- **Problem to work on**:
State how many lines in the entries below hold the word "tree", with nothing besides the number.

Dataset excerpts below:

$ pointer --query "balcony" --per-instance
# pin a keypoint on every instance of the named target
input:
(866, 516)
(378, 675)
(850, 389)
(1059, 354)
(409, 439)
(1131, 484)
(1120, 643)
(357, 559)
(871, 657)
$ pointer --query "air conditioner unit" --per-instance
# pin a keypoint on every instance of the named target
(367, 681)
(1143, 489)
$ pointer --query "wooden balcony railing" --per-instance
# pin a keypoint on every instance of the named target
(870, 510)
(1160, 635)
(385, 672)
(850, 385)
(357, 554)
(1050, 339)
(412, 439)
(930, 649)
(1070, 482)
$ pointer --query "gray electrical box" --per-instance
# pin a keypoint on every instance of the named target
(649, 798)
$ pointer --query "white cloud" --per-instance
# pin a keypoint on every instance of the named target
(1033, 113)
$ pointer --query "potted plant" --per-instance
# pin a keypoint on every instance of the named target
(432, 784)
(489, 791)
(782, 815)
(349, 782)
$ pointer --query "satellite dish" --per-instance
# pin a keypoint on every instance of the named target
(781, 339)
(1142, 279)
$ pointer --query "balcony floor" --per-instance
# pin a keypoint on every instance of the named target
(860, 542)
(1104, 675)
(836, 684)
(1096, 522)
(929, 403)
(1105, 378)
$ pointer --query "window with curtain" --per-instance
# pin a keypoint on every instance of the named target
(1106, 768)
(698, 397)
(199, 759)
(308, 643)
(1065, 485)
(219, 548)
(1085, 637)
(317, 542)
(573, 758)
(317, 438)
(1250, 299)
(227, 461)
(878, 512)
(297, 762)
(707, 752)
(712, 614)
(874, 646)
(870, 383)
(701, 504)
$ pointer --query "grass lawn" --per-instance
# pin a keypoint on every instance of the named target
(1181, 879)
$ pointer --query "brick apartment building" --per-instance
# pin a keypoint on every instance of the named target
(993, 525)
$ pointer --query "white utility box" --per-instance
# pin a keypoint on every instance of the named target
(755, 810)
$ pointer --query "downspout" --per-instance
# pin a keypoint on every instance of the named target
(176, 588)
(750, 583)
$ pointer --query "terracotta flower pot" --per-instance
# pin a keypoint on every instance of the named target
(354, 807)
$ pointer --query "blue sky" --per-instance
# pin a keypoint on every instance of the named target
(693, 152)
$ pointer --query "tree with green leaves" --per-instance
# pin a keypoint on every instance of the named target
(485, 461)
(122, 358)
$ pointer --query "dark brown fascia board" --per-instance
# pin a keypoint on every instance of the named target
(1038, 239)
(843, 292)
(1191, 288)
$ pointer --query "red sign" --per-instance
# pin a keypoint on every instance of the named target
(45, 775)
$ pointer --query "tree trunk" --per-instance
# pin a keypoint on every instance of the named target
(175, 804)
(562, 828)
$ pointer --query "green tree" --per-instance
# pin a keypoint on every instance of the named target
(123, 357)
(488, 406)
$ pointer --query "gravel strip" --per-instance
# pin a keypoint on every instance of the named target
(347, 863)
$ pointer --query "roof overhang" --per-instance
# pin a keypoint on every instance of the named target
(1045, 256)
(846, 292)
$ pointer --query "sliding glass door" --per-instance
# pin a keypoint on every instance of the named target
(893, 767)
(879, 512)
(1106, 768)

End of Dataset excerpts.

- **Solved exercise**:
3